--- Given task ---
Count the lines in the records below that contain the string "headlight", matching case exactly, and reply with the number only.

··· Data for this exercise ···

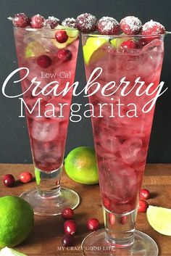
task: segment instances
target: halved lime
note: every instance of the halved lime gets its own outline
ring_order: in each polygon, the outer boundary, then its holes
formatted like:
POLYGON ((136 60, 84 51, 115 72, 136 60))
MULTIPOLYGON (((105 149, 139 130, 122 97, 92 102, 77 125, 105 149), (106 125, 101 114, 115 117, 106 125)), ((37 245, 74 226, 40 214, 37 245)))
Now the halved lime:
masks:
POLYGON ((101 48, 107 42, 108 42, 108 38, 107 38, 94 36, 87 39, 86 44, 83 47, 84 61, 86 65, 88 65, 94 51, 101 48))
POLYGON ((0 251, 0 256, 27 256, 23 253, 19 252, 13 249, 4 247, 0 251))
POLYGON ((157 232, 171 236, 171 209, 149 205, 146 216, 149 224, 157 232))

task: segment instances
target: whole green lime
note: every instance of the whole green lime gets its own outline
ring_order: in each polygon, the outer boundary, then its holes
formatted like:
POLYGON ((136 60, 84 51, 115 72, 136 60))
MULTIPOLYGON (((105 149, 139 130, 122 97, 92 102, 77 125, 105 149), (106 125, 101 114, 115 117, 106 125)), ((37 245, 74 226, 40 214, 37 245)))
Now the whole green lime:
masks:
POLYGON ((23 241, 34 225, 30 205, 20 197, 0 198, 0 247, 13 247, 23 241))
POLYGON ((69 177, 83 184, 99 183, 95 151, 89 146, 72 149, 64 160, 64 168, 69 177))

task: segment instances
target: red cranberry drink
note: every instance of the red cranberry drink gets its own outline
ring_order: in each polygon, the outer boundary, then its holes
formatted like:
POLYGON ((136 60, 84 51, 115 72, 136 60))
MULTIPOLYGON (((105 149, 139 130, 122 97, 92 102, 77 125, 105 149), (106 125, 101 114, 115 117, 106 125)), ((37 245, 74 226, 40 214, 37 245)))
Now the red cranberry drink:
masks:
MULTIPOLYGON (((48 183, 42 181, 50 178, 54 183, 52 186, 49 181, 50 190, 55 191, 59 187, 72 100, 72 90, 65 95, 62 91, 67 83, 74 82, 79 31, 59 25, 59 20, 54 17, 45 20, 37 15, 29 19, 18 14, 12 21, 19 67, 25 67, 20 71, 21 78, 25 76, 21 82, 22 104, 37 185, 41 191, 49 191, 48 183)), ((78 204, 78 196, 76 199, 78 204)), ((73 207, 64 205, 64 208, 73 207)), ((35 211, 54 215, 62 210, 59 207, 57 210, 56 207, 50 211, 47 209, 49 212, 35 211)))
POLYGON ((133 244, 155 105, 151 103, 163 60, 164 28, 152 20, 142 26, 134 17, 120 24, 112 17, 102 17, 96 28, 98 34, 82 38, 87 80, 97 69, 88 94, 106 231, 105 235, 99 231, 96 238, 90 236, 83 247, 97 246, 99 236, 101 246, 106 244, 105 236, 122 247, 133 244), (97 77, 99 68, 102 72, 97 77), (99 89, 94 94, 97 83, 99 89))

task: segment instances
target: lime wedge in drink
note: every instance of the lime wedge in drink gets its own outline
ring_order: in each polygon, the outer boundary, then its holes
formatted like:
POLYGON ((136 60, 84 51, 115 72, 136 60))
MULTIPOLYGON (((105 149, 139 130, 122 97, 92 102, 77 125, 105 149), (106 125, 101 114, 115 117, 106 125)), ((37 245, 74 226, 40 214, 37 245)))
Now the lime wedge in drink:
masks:
POLYGON ((0 251, 0 256, 27 256, 23 253, 19 252, 13 249, 4 247, 0 251))
POLYGON ((107 42, 108 42, 108 38, 96 36, 89 37, 87 39, 86 44, 83 47, 84 61, 86 65, 88 65, 94 51, 101 48, 107 42))
POLYGON ((171 236, 171 209, 150 205, 146 216, 149 224, 157 232, 171 236))

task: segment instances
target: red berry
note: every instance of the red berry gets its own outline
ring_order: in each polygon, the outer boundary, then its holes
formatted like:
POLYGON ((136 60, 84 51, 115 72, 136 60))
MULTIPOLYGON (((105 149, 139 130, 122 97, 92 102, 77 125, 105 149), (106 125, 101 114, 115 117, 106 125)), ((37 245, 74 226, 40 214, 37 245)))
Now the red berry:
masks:
POLYGON ((60 49, 57 52, 58 59, 61 59, 63 62, 69 62, 71 60, 72 57, 72 52, 64 49, 60 49))
POLYGON ((97 30, 101 35, 118 35, 120 32, 120 24, 111 17, 103 17, 96 25, 97 30))
POLYGON ((160 35, 164 34, 164 27, 156 21, 151 20, 143 25, 142 35, 160 35))
POLYGON ((120 219, 120 223, 121 223, 121 224, 122 224, 122 225, 125 224, 126 221, 127 221, 127 215, 122 216, 122 217, 121 217, 121 219, 120 219))
POLYGON ((92 218, 87 222, 87 228, 91 231, 95 231, 99 228, 99 221, 96 218, 92 218))
POLYGON ((75 238, 72 235, 64 235, 62 239, 62 244, 65 247, 72 247, 74 245, 75 238))
POLYGON ((15 27, 25 28, 30 25, 30 19, 24 13, 17 13, 14 15, 14 18, 9 18, 12 20, 15 27))
POLYGON ((91 33, 96 30, 96 17, 90 13, 84 13, 78 16, 76 27, 82 33, 91 33))
POLYGON ((14 185, 15 182, 14 177, 12 174, 6 174, 3 179, 2 179, 3 183, 4 186, 11 187, 14 185))
POLYGON ((43 68, 46 68, 51 65, 51 59, 47 55, 41 55, 37 58, 38 65, 43 68))
POLYGON ((114 225, 115 222, 115 217, 113 213, 109 214, 109 222, 111 225, 114 225))
POLYGON ((22 183, 28 183, 31 181, 33 176, 29 172, 25 172, 20 174, 19 180, 22 183))
POLYGON ((57 25, 59 25, 59 20, 54 16, 49 17, 49 18, 45 20, 44 25, 46 26, 49 25, 51 28, 54 28, 57 25))
POLYGON ((127 40, 122 42, 120 45, 120 50, 121 51, 127 51, 130 49, 137 49, 138 46, 138 44, 133 40, 127 40))
POLYGON ((140 198, 141 199, 148 199, 150 197, 150 192, 148 189, 141 189, 140 191, 140 198))
POLYGON ((128 16, 120 21, 120 28, 126 35, 137 35, 142 28, 141 21, 134 16, 128 16))
POLYGON ((34 15, 31 17, 30 26, 32 28, 41 28, 44 25, 45 19, 40 15, 34 15))
POLYGON ((139 207, 138 207, 138 212, 146 212, 148 207, 149 207, 149 205, 146 201, 140 199, 139 207))
POLYGON ((64 223, 64 231, 65 234, 74 235, 77 231, 77 224, 72 220, 68 220, 64 223))
POLYGON ((68 28, 76 28, 76 20, 74 18, 66 18, 62 22, 62 26, 68 28))
POLYGON ((72 219, 74 217, 74 211, 71 208, 65 208, 62 212, 62 217, 65 220, 72 219))

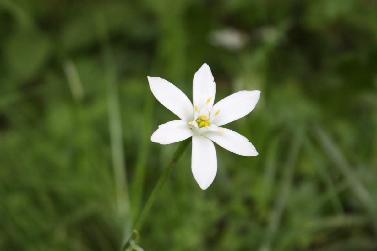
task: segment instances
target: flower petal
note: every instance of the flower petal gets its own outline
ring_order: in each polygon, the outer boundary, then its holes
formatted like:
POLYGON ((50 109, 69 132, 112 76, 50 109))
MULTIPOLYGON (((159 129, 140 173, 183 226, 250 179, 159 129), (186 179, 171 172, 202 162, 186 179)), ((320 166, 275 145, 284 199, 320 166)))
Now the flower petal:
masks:
POLYGON ((150 137, 153 142, 166 145, 184 140, 192 136, 192 131, 187 122, 173 120, 158 126, 150 137))
POLYGON ((203 190, 212 184, 217 172, 217 159, 213 143, 201 136, 192 137, 191 170, 199 186, 203 190))
POLYGON ((230 129, 221 127, 219 129, 224 132, 208 130, 202 135, 220 146, 235 154, 244 156, 258 155, 255 147, 246 138, 230 129))
POLYGON ((147 78, 152 93, 160 103, 182 120, 189 122, 192 120, 192 103, 182 91, 164 79, 147 78))
POLYGON ((201 110, 210 97, 211 99, 208 102, 208 110, 211 110, 216 93, 216 84, 213 81, 211 69, 207 64, 202 65, 194 75, 193 100, 194 105, 198 106, 198 111, 201 110))
POLYGON ((260 91, 241 91, 220 100, 212 108, 213 112, 220 112, 211 123, 221 126, 248 114, 258 102, 260 93, 260 91))

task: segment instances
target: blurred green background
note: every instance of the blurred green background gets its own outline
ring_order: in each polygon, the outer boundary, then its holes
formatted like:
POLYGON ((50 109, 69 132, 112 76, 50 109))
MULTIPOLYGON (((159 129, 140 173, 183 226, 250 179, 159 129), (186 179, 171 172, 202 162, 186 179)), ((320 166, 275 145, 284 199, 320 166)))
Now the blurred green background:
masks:
POLYGON ((147 76, 191 99, 204 62, 262 91, 226 126, 259 154, 203 191, 188 150, 139 245, 377 249, 376 1, 0 0, 0 250, 119 250, 178 145, 147 76))

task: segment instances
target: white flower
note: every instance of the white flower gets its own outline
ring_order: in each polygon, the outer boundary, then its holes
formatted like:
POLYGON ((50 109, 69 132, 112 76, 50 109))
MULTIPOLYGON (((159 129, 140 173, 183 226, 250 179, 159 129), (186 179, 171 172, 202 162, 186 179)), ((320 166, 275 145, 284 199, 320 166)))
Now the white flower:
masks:
POLYGON ((216 151, 212 141, 239 155, 258 155, 247 138, 220 126, 251 111, 259 99, 259 91, 241 91, 214 105, 216 84, 207 64, 194 76, 193 105, 184 93, 170 82, 157 77, 148 77, 148 80, 156 98, 181 119, 159 126, 151 140, 166 145, 192 137, 191 169, 202 189, 212 183, 217 172, 216 151))

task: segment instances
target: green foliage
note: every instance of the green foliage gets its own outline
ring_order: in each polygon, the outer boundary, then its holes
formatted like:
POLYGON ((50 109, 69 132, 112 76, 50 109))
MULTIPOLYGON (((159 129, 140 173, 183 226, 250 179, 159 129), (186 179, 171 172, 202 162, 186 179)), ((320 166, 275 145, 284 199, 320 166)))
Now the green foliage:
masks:
POLYGON ((227 125, 259 154, 216 146, 203 191, 187 151, 138 245, 375 250, 376 10, 373 0, 0 0, 0 249, 119 250, 176 147, 150 141, 176 118, 146 76, 191 98, 206 62, 215 102, 262 91, 227 125), (237 49, 214 43, 230 28, 237 49))

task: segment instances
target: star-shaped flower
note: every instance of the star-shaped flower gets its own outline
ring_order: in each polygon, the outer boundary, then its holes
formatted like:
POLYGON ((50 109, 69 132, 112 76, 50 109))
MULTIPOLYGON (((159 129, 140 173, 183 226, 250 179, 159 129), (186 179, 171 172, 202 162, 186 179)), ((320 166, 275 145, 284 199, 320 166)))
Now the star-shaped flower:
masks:
POLYGON ((216 86, 207 64, 194 76, 193 105, 182 91, 168 81, 157 77, 148 77, 148 80, 156 98, 181 119, 159 126, 151 140, 166 145, 192 137, 191 169, 202 189, 207 189, 212 183, 217 172, 213 141, 239 155, 258 155, 247 138, 220 126, 253 111, 259 100, 259 91, 241 91, 214 105, 216 86))

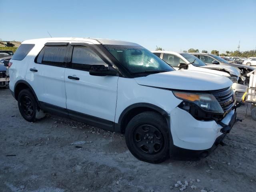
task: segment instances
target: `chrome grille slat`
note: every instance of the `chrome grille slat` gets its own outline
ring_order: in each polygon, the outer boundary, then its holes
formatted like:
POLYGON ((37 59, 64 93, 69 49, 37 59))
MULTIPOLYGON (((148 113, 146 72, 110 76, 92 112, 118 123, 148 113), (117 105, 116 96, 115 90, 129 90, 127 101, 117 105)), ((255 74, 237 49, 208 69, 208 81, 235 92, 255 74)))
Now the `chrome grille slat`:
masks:
POLYGON ((215 97, 225 114, 228 113, 236 104, 236 97, 231 87, 211 92, 215 97))

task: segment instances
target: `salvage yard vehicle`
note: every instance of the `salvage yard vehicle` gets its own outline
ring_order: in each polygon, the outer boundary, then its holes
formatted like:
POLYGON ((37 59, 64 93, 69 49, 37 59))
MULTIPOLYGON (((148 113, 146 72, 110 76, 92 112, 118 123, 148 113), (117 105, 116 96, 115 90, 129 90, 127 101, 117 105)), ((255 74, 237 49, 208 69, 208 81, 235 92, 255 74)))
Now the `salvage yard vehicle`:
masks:
POLYGON ((246 60, 244 60, 243 64, 248 66, 256 66, 256 58, 251 58, 246 60))
POLYGON ((175 70, 136 43, 28 40, 9 66, 10 90, 25 120, 52 112, 124 134, 131 153, 150 163, 206 157, 236 121, 228 78, 175 70))
POLYGON ((234 60, 233 59, 232 59, 231 58, 229 58, 228 57, 220 57, 226 60, 229 63, 235 63, 235 64, 237 63, 238 64, 242 64, 242 62, 240 61, 238 61, 237 60, 234 60))
POLYGON ((0 62, 0 88, 7 88, 9 81, 9 70, 3 62, 0 62))
POLYGON ((202 60, 206 65, 213 64, 226 65, 238 68, 241 70, 241 74, 242 76, 242 82, 238 82, 240 84, 248 84, 250 78, 247 77, 247 74, 255 69, 252 67, 246 65, 230 63, 224 59, 213 54, 203 53, 191 53, 190 54, 196 56, 202 60))
POLYGON ((0 50, 0 53, 6 53, 9 55, 13 55, 13 52, 12 51, 8 50, 0 50))
POLYGON ((200 71, 227 77, 234 83, 232 88, 238 102, 242 100, 246 92, 247 86, 238 83, 239 79, 241 80, 240 71, 234 67, 219 65, 206 65, 197 57, 188 53, 167 51, 153 51, 152 52, 176 70, 182 69, 200 71))

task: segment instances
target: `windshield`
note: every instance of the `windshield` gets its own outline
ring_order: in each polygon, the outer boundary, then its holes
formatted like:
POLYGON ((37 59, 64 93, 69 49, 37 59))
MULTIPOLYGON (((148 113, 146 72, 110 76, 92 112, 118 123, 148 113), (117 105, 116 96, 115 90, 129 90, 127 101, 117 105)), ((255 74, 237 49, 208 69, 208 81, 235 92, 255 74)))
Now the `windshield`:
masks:
POLYGON ((194 62, 192 64, 194 66, 196 67, 201 67, 202 66, 204 66, 206 65, 204 62, 202 61, 196 56, 194 56, 191 54, 189 54, 188 53, 181 53, 180 54, 182 56, 183 56, 185 59, 188 60, 190 63, 194 61, 194 62), (196 60, 195 60, 195 59, 196 60))
POLYGON ((104 46, 132 74, 153 74, 174 70, 144 47, 116 45, 104 46))
POLYGON ((228 62, 225 60, 224 59, 222 59, 222 58, 218 57, 215 55, 213 55, 212 54, 209 54, 212 57, 214 57, 214 58, 216 59, 217 60, 222 62, 222 63, 228 63, 228 64, 230 64, 228 62))

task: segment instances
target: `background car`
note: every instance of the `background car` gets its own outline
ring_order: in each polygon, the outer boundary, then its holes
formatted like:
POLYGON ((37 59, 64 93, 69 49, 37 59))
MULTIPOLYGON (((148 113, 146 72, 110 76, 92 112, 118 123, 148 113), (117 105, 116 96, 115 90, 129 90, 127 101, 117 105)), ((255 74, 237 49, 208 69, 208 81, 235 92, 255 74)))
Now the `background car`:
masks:
POLYGON ((229 78, 233 82, 232 88, 235 91, 236 100, 241 101, 247 86, 244 85, 240 70, 236 68, 220 65, 206 65, 201 60, 191 54, 172 51, 153 51, 153 53, 164 60, 176 70, 181 68, 214 73, 229 78), (239 82, 240 84, 238 83, 239 82))
POLYGON ((247 60, 244 60, 243 64, 247 66, 256 66, 256 58, 252 58, 247 60))
POLYGON ((4 57, 0 58, 0 62, 4 64, 6 67, 8 66, 8 63, 9 61, 11 60, 12 56, 7 56, 4 57))
POLYGON ((241 70, 241 74, 243 77, 243 81, 244 82, 244 85, 249 83, 250 77, 247 77, 247 74, 255 69, 252 67, 246 65, 230 63, 222 58, 213 54, 204 53, 191 53, 190 54, 196 56, 207 65, 214 64, 227 65, 239 69, 241 70))
POLYGON ((231 58, 229 58, 228 57, 220 57, 222 59, 224 59, 225 60, 226 60, 230 63, 237 63, 238 64, 242 64, 242 63, 240 63, 240 62, 238 62, 238 61, 237 61, 236 60, 233 60, 231 58))

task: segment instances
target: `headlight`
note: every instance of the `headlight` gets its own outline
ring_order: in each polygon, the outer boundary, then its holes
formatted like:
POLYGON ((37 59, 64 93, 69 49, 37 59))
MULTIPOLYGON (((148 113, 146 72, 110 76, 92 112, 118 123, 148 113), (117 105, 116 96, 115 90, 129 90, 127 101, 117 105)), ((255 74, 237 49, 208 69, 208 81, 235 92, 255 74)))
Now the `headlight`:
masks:
POLYGON ((234 77, 226 76, 226 77, 227 77, 229 79, 230 79, 231 81, 232 81, 232 82, 233 83, 237 83, 238 81, 238 77, 237 77, 236 76, 234 76, 234 77))
POLYGON ((220 104, 212 94, 176 91, 173 91, 173 92, 177 98, 194 104, 205 112, 218 114, 224 114, 220 104))

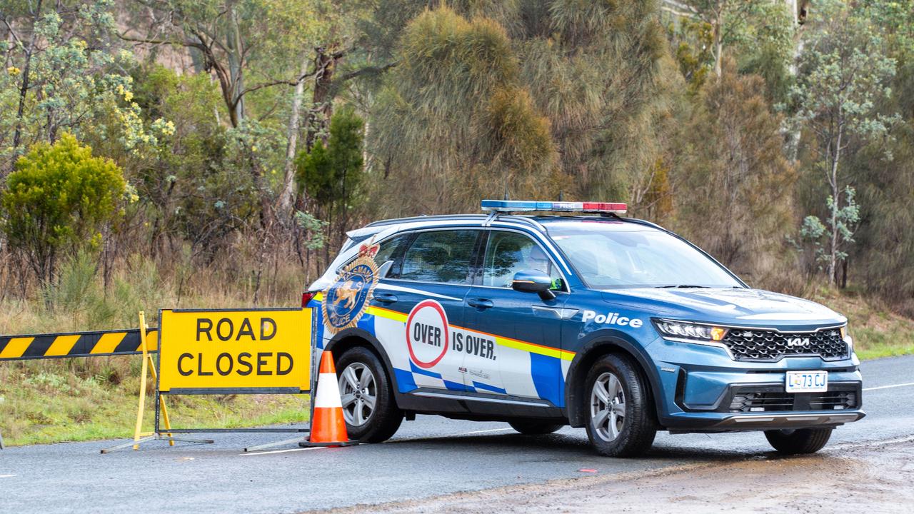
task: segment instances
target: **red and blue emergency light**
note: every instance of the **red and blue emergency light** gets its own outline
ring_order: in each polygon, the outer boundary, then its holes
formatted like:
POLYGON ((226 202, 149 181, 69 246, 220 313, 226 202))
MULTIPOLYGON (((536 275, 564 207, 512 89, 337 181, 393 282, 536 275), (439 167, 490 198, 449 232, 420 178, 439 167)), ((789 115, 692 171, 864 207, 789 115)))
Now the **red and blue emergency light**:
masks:
POLYGON ((483 210, 518 212, 541 210, 547 212, 606 212, 625 214, 628 207, 617 202, 540 202, 528 200, 483 200, 483 210))

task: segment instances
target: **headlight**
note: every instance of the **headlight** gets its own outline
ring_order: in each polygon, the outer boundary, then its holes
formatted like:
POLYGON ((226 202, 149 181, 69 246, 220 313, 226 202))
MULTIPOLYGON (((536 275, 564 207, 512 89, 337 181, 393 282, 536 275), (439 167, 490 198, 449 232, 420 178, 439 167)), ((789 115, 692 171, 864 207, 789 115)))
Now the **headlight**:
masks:
POLYGON ((854 337, 851 337, 850 334, 847 333, 847 326, 846 325, 845 325, 844 327, 841 327, 841 338, 844 339, 845 343, 847 343, 847 348, 851 348, 851 350, 853 351, 854 350, 854 337))
POLYGON ((719 341, 727 335, 727 328, 713 325, 698 325, 684 321, 655 319, 654 324, 664 336, 701 341, 719 341))

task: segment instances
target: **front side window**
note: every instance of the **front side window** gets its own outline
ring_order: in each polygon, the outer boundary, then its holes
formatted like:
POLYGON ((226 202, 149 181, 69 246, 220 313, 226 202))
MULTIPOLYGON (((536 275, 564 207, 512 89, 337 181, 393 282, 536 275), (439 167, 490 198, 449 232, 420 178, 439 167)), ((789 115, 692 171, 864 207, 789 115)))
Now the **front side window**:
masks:
POLYGON ((494 230, 485 245, 483 285, 511 287, 517 272, 538 271, 552 278, 552 288, 561 289, 561 275, 543 249, 517 232, 494 230))
POLYGON ((420 232, 403 254, 399 278, 469 284, 470 260, 478 233, 478 230, 420 232))
POLYGON ((684 241, 648 227, 619 221, 550 223, 549 236, 588 286, 742 287, 722 266, 684 241))

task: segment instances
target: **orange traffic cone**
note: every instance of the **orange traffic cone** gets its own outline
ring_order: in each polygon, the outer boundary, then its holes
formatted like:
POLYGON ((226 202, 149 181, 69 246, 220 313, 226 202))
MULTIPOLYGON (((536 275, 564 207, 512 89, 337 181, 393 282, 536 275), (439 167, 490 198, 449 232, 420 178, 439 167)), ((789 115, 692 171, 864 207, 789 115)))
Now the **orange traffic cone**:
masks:
POLYGON ((346 446, 357 444, 350 441, 343 418, 340 387, 336 381, 336 368, 329 351, 321 355, 321 369, 317 376, 317 392, 314 397, 314 413, 311 420, 311 436, 299 443, 301 446, 346 446))

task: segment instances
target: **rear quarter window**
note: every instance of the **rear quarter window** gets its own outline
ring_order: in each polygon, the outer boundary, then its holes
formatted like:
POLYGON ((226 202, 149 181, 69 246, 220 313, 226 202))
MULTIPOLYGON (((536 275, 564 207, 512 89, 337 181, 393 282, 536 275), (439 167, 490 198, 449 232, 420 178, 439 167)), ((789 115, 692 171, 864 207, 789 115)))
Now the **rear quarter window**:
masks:
POLYGON ((399 278, 469 284, 470 262, 478 233, 479 230, 420 232, 403 254, 399 278))

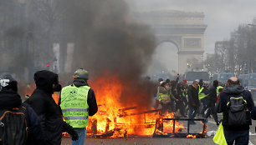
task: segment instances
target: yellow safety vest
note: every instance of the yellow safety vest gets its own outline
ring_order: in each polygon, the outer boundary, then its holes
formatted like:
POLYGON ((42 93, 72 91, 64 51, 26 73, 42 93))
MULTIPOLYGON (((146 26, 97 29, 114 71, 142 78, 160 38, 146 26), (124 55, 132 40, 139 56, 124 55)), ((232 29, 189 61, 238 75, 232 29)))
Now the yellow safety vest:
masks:
POLYGON ((198 92, 198 98, 199 100, 202 100, 202 98, 206 98, 208 95, 206 95, 204 92, 202 92, 202 91, 203 90, 204 88, 200 88, 199 86, 199 92, 198 92))
MULTIPOLYGON (((164 88, 164 89, 166 89, 166 88, 164 88)), ((164 94, 164 93, 159 92, 159 101, 161 101, 162 99, 164 99, 164 98, 169 98, 168 94, 164 94)))
POLYGON ((86 128, 88 126, 87 103, 88 86, 67 86, 61 91, 60 108, 63 116, 73 128, 86 128))

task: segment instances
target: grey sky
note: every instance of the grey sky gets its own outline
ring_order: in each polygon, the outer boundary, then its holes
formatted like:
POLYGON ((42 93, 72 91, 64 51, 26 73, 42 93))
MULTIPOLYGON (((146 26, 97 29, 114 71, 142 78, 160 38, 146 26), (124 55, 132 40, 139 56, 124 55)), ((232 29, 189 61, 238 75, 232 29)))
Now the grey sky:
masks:
POLYGON ((251 23, 256 17, 255 0, 126 0, 131 10, 181 10, 205 14, 204 48, 214 52, 214 43, 229 38, 239 24, 251 23))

···

--- Output of the task ---
6